Considering every line below, count those with the word "window" and give only the result.

==========

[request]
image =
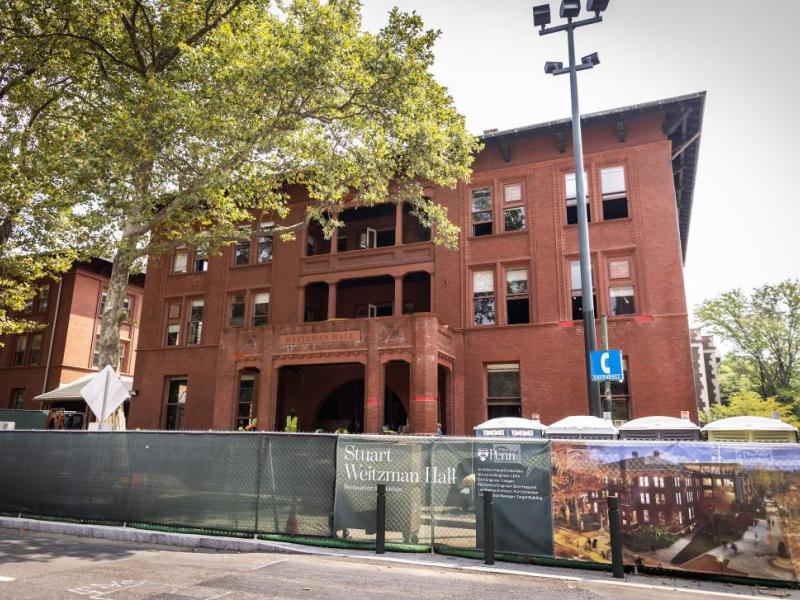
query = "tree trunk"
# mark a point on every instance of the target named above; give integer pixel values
(114, 314)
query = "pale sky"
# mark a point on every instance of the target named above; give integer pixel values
(745, 227)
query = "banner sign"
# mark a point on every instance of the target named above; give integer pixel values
(727, 508)
(518, 475)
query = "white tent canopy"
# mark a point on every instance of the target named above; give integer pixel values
(747, 423)
(510, 427)
(658, 423)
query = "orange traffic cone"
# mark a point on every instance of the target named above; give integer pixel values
(292, 524)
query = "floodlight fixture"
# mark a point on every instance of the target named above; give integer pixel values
(596, 6)
(550, 67)
(570, 9)
(541, 15)
(591, 59)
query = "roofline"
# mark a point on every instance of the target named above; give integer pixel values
(682, 126)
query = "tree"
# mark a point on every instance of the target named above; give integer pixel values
(197, 116)
(41, 234)
(751, 404)
(764, 332)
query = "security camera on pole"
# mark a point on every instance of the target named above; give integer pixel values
(570, 9)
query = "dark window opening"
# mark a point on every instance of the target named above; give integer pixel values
(176, 403)
(572, 214)
(615, 208)
(247, 386)
(503, 391)
(518, 311)
(515, 219)
(577, 306)
(237, 311)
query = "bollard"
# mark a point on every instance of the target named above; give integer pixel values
(488, 529)
(616, 537)
(380, 525)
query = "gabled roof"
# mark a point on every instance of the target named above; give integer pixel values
(683, 119)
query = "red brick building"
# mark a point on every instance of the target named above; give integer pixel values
(64, 351)
(377, 326)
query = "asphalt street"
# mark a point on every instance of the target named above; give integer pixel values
(37, 565)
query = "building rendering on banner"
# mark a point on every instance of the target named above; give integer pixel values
(378, 327)
(706, 370)
(65, 350)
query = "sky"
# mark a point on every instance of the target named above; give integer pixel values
(745, 228)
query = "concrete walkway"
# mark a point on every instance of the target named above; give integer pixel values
(646, 585)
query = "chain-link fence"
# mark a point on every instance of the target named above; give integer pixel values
(722, 508)
(248, 482)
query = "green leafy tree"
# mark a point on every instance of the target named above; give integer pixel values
(751, 404)
(763, 330)
(192, 117)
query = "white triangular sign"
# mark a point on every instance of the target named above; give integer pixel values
(104, 393)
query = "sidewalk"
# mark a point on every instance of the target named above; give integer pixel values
(642, 582)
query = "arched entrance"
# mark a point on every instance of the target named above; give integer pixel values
(343, 408)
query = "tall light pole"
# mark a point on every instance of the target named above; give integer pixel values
(570, 9)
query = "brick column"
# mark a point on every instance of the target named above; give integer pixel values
(332, 299)
(397, 309)
(398, 224)
(424, 382)
(374, 383)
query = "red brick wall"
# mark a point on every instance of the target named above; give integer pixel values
(549, 349)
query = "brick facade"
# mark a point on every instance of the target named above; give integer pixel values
(72, 314)
(430, 366)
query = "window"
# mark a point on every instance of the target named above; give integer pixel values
(503, 390)
(180, 261)
(176, 402)
(247, 386)
(577, 290)
(483, 297)
(19, 353)
(572, 198)
(237, 311)
(615, 198)
(195, 332)
(261, 309)
(481, 211)
(265, 242)
(173, 334)
(241, 254)
(514, 213)
(622, 300)
(620, 397)
(17, 398)
(36, 349)
(200, 262)
(127, 306)
(44, 298)
(517, 303)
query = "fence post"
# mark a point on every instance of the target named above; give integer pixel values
(380, 525)
(488, 529)
(616, 537)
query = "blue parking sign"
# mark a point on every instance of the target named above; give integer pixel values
(607, 365)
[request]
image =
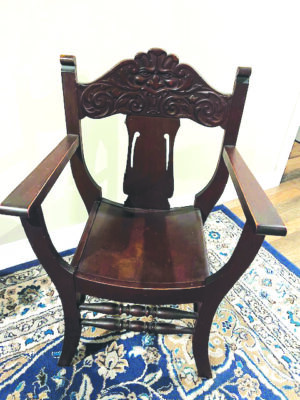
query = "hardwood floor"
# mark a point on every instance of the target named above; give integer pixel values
(286, 199)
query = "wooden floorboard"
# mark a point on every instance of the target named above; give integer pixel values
(286, 199)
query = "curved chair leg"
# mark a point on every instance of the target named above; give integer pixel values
(200, 341)
(62, 275)
(72, 328)
(217, 286)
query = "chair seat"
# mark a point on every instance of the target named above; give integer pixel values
(142, 248)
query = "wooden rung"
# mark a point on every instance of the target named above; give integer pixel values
(138, 311)
(117, 324)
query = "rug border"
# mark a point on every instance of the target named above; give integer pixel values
(287, 263)
(280, 257)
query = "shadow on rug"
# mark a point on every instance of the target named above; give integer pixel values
(254, 347)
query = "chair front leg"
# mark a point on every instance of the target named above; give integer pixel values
(61, 274)
(217, 286)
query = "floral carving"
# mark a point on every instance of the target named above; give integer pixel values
(154, 84)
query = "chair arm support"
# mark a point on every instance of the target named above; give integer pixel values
(259, 211)
(33, 190)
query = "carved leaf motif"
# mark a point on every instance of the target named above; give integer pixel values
(154, 84)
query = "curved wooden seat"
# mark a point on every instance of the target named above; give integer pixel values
(138, 248)
(143, 251)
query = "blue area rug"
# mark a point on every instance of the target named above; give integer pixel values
(254, 340)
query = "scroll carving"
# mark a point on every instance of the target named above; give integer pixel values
(154, 84)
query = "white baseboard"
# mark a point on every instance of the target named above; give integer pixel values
(20, 251)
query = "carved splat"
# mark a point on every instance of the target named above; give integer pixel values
(154, 84)
(148, 179)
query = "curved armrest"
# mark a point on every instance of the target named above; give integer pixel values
(35, 187)
(257, 208)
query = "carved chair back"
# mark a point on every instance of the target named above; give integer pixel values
(154, 91)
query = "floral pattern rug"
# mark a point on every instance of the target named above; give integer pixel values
(254, 341)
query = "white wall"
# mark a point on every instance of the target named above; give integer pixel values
(213, 36)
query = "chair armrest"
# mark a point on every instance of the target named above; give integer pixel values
(257, 208)
(32, 191)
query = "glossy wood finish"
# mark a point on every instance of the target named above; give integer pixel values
(148, 179)
(138, 310)
(89, 190)
(32, 191)
(144, 249)
(206, 199)
(258, 209)
(154, 84)
(286, 199)
(119, 324)
(144, 252)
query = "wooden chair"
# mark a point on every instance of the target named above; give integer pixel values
(144, 252)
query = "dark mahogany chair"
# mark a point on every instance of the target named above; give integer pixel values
(144, 252)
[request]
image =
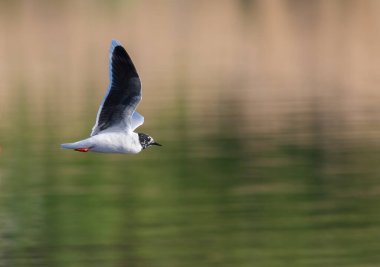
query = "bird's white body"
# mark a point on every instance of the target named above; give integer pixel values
(117, 117)
(109, 142)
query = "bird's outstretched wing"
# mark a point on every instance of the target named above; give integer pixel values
(123, 93)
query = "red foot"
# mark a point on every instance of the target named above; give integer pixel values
(84, 149)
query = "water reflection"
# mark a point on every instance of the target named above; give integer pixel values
(270, 153)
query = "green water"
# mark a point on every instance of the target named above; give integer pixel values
(219, 199)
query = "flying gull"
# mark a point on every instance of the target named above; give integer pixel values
(117, 117)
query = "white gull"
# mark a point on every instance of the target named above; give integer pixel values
(117, 117)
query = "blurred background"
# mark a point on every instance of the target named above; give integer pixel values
(268, 111)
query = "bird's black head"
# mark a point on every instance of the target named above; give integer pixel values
(146, 140)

==========

*COMPLETED EXERCISE*
2